Spatial annotation records:
▬▬▬▬▬▬

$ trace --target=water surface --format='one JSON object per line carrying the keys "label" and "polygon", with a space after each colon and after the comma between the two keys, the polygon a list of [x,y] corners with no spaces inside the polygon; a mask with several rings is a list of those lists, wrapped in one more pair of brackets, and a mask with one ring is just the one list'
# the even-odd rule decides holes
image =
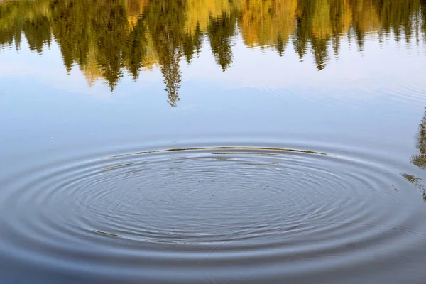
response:
{"label": "water surface", "polygon": [[426,2],[0,2],[6,283],[423,283]]}

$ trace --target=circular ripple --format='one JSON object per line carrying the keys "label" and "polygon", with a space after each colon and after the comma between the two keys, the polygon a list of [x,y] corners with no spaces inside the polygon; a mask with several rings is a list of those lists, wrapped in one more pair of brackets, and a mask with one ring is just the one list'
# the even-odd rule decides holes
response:
{"label": "circular ripple", "polygon": [[2,182],[0,263],[31,283],[415,283],[426,264],[425,207],[351,157],[171,149],[18,177]]}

▬▬▬▬▬▬

__Aim of the exercise__
Write out the whole listing again, exactly, with no pictures.

__Problem solution__
$ trace --target=water surface --format='one JSON object per line carrying the keys "label" and "polygon", with a space after each colon and after the comma between the two keys, the polygon a list of [x,y] corners with no spaces inside the polygon; a mask with several rings is a list of those lists, wrapped in one more pair of brackets, and a mask with one ring is just the one list'
# the even-odd rule decides holes
image =
response:
{"label": "water surface", "polygon": [[426,2],[0,2],[6,283],[423,283]]}

$ trace --target=circular ripple --format='one JSON object per line carrying the keys "label" and "polygon", with a space after each colon and after the comma between the two keys, the polygon a list of [x,y] corners with no spaces inside the polygon; a mask with several rings is a list of those lists, wrapped in one more pair of brackets, and a mask with one ring is just the one list'
# the even-odd rule decides holes
response:
{"label": "circular ripple", "polygon": [[2,182],[0,263],[31,283],[415,283],[426,264],[425,207],[351,157],[171,149],[18,177]]}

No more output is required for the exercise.